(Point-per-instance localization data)

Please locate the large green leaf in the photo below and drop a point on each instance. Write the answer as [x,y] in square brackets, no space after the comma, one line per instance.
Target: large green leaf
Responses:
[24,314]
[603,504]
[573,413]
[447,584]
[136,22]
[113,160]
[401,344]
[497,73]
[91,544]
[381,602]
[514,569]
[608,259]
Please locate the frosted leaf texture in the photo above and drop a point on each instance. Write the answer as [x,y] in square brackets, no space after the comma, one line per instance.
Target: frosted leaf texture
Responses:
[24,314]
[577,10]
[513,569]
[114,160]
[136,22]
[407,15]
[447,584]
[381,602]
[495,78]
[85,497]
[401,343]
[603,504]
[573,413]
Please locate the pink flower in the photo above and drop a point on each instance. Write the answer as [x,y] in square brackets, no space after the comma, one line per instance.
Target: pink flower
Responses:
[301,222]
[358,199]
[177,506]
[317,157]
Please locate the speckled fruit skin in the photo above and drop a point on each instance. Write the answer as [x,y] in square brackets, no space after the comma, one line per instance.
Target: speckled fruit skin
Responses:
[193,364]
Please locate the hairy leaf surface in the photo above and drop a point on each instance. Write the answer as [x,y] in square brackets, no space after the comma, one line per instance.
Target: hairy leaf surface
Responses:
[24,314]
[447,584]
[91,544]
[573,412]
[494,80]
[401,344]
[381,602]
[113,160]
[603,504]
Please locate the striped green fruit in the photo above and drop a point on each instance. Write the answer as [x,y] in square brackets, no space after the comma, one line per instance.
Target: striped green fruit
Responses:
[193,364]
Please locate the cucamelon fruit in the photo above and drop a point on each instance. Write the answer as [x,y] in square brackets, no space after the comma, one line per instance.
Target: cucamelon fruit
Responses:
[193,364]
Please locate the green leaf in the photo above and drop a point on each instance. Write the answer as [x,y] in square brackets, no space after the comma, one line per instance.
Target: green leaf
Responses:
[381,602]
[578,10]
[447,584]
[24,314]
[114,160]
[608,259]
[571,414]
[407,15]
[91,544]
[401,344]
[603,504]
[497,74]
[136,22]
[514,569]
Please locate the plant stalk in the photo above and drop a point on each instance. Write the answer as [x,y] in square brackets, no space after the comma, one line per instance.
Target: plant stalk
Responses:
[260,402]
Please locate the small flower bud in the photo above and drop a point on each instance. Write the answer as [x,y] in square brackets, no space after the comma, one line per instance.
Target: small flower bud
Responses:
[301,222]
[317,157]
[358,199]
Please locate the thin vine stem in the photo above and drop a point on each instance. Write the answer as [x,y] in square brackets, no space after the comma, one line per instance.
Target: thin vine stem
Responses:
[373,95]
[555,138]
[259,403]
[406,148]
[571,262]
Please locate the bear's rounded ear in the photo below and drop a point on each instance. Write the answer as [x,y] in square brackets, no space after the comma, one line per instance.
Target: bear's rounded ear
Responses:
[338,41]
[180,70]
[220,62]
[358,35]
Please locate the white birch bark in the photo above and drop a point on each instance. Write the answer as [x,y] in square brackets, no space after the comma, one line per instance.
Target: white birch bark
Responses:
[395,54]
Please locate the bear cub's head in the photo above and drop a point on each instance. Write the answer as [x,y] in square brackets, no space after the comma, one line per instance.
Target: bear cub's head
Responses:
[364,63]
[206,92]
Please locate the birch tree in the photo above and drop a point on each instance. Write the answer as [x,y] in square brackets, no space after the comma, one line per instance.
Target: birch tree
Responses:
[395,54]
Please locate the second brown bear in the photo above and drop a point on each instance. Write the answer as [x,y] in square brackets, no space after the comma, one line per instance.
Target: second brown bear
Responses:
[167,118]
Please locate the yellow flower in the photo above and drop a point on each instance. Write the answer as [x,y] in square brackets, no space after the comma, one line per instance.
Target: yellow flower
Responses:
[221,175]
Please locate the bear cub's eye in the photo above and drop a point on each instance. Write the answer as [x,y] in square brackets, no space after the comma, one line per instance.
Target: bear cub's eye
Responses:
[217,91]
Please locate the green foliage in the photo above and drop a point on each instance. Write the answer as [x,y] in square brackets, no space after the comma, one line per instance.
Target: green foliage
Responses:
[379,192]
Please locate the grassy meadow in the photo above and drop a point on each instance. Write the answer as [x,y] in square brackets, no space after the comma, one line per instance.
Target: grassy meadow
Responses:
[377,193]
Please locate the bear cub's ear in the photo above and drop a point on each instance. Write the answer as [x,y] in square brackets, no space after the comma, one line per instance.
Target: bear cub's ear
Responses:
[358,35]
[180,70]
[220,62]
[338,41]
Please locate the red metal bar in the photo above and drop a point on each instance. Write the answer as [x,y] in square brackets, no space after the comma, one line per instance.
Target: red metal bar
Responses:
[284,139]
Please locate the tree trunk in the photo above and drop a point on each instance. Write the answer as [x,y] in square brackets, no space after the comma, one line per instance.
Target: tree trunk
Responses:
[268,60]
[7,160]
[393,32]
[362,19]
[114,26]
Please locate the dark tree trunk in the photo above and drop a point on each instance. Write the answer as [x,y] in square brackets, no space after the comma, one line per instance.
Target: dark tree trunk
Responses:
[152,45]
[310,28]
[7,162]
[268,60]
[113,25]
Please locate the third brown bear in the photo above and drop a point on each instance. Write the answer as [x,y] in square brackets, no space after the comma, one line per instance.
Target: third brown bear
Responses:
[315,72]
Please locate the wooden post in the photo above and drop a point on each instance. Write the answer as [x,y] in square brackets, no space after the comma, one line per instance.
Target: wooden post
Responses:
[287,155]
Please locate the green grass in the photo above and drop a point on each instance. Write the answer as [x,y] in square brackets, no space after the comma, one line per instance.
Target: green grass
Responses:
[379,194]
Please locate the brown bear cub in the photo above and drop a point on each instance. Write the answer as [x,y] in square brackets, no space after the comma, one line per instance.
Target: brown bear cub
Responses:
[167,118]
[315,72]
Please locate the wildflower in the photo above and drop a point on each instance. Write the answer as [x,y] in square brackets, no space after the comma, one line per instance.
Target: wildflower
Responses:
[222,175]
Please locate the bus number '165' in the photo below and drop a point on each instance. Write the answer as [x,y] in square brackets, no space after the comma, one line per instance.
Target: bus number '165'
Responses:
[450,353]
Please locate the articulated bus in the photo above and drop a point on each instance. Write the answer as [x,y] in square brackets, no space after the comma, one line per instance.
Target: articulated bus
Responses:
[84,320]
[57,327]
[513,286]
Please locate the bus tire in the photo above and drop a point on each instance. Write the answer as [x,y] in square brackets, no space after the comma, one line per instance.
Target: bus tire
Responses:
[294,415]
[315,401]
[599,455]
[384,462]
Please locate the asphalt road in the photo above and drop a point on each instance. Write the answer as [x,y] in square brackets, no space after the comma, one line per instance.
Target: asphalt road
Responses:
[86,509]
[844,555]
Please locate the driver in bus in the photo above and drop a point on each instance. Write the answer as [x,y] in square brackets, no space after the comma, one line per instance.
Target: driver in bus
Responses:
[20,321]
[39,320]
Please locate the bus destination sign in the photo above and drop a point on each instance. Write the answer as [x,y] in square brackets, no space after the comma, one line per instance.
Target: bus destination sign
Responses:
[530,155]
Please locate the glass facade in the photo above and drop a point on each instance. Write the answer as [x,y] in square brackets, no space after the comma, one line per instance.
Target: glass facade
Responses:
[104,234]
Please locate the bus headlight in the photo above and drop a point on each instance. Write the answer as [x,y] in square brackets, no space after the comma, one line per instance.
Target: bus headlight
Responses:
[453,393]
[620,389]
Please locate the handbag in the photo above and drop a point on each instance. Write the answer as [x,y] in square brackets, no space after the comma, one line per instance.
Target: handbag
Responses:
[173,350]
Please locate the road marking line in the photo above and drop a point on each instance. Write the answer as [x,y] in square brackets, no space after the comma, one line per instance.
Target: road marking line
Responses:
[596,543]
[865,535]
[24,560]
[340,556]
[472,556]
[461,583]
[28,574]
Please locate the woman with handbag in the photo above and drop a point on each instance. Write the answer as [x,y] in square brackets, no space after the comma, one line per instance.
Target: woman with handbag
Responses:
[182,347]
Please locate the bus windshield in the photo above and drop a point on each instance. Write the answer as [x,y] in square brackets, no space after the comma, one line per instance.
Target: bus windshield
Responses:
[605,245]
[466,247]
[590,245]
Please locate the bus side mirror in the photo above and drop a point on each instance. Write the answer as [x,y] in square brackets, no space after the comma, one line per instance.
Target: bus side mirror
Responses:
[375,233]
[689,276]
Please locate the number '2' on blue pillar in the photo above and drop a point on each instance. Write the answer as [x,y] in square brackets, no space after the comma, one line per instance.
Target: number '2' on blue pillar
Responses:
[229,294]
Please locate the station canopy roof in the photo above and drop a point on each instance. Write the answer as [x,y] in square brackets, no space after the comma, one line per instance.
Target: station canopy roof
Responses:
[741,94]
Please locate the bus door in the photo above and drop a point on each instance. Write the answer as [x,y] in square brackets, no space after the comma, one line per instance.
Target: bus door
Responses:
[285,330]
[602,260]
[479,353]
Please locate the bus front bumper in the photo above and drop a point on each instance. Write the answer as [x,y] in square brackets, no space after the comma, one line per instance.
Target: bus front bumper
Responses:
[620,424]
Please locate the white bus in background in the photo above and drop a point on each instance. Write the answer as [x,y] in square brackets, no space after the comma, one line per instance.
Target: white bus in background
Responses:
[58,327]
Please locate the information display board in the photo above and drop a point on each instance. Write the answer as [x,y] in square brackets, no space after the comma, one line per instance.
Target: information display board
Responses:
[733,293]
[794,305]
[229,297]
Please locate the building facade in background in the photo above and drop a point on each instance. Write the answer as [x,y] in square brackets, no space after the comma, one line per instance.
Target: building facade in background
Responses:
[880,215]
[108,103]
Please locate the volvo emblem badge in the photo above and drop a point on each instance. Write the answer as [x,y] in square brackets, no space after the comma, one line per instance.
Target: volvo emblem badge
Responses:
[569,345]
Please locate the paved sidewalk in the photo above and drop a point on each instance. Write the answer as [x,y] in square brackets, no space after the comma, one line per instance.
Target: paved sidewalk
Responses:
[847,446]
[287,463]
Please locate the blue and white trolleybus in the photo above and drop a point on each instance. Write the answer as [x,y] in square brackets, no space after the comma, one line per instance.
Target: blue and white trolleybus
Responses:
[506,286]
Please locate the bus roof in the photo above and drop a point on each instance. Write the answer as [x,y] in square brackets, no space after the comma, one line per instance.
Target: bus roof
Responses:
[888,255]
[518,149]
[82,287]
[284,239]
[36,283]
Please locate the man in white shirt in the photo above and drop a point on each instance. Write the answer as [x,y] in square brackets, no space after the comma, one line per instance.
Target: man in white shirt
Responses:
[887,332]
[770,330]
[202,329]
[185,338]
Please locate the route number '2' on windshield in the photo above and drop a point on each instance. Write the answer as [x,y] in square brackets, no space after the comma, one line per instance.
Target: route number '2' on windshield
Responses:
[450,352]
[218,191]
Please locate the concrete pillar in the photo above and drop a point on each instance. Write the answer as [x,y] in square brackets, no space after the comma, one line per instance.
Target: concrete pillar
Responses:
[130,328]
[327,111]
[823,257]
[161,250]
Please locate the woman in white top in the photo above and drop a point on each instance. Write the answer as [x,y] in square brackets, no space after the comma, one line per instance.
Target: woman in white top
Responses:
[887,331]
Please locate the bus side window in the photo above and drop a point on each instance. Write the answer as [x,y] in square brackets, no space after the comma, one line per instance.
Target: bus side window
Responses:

▶ [Aim of the exercise]: Can you write out the lines above, from the first one through the one containing "Please locate the hairy", exactly as they appear and nothing more?

▶ [Problem solution]:
Please locate the large green leaf in the photo below and drop a point on each instance. Write the answer as [x,y] in square brackets, no space after the comma, one line per instance.
Target: large green leaf
Responses:
[24,314]
[603,504]
[573,413]
[447,584]
[136,22]
[113,160]
[401,344]
[497,73]
[91,544]
[381,602]
[514,569]
[608,259]
Please locate the frosted leaf texture in the photo above and drop a point on each instance. Write the answer as [x,y] in square brackets, no space after the comma, one line per instance.
Target: frosted leaf texture
Responses:
[24,314]
[577,10]
[513,569]
[114,160]
[136,22]
[407,15]
[447,584]
[381,602]
[495,78]
[85,497]
[401,343]
[603,504]
[573,413]
Please locate the pink flower in the photo above and drop a point on each instance. Write the answer as [x,y] in square brackets, no space after the comma, one line per instance.
Target: pink flower
Responses:
[301,222]
[358,199]
[177,506]
[317,157]
Please locate the speckled fruit skin in the photo above and drop a point on each instance. Write the answer as [x,y] in square brackets, no space after the comma, one line per instance.
Target: speckled fruit skin
Responses:
[193,364]
Please locate the hairy leaf surface in the photo above and drop a point on each instance. Write the answer as [x,y] in square brackets, no space after the comma, one line per instance.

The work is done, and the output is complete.